- **Activity**: Your reply should reproduce each record precisely as written.

-- -- --

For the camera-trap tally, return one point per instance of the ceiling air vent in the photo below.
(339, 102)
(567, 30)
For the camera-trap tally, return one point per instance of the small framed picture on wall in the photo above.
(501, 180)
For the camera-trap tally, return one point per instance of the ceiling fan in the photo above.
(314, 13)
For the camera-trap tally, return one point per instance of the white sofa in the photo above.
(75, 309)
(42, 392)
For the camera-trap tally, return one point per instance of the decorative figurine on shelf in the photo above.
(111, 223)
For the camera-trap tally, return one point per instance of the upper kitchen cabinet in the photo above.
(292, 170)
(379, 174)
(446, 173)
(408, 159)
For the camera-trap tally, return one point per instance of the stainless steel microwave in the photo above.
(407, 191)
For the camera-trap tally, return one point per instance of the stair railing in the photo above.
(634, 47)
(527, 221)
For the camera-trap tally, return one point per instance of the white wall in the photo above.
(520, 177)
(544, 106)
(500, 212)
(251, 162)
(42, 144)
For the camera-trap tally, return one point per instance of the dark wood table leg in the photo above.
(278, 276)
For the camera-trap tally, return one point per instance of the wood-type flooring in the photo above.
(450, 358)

-- -- --

- **Result below**:
For the camera-trap tally, return one point per instance of the ceiling air vent in the photo below.
(339, 102)
(567, 30)
For the camera-trap tally, return one point per instance of the small framed picture on wall in the photo above.
(501, 180)
For the camera-trap tally, return one point per instance of the ceiling fan in the photo above.
(314, 13)
For the camera-trap tally, return one point per instance of the white sofa in the photo above.
(75, 309)
(42, 392)
For the camera-trap tally, return one point per instance of the decorative figurine on shelf in the photo above.
(111, 223)
For the camera-trap tally, return one point per instance of the upper kitchen cabinet in the photo above.
(292, 170)
(379, 174)
(446, 173)
(408, 159)
For the camera-trap tally, return one point per instance of the stainless steel microwave in the photo above.
(407, 191)
For the camera-trap tally, return one point per instance of the stair railing in the photo above.
(634, 47)
(527, 221)
For the camera-trap tally, return one point per instance of the white wall in the photo above.
(520, 177)
(544, 106)
(500, 212)
(251, 162)
(42, 144)
For the camera-trap tally, return one point per instance of the dark wood table leg in the photo above.
(278, 276)
For the camera-trap tally, return one point per instance of the wood-type flooring in the photo above.
(450, 358)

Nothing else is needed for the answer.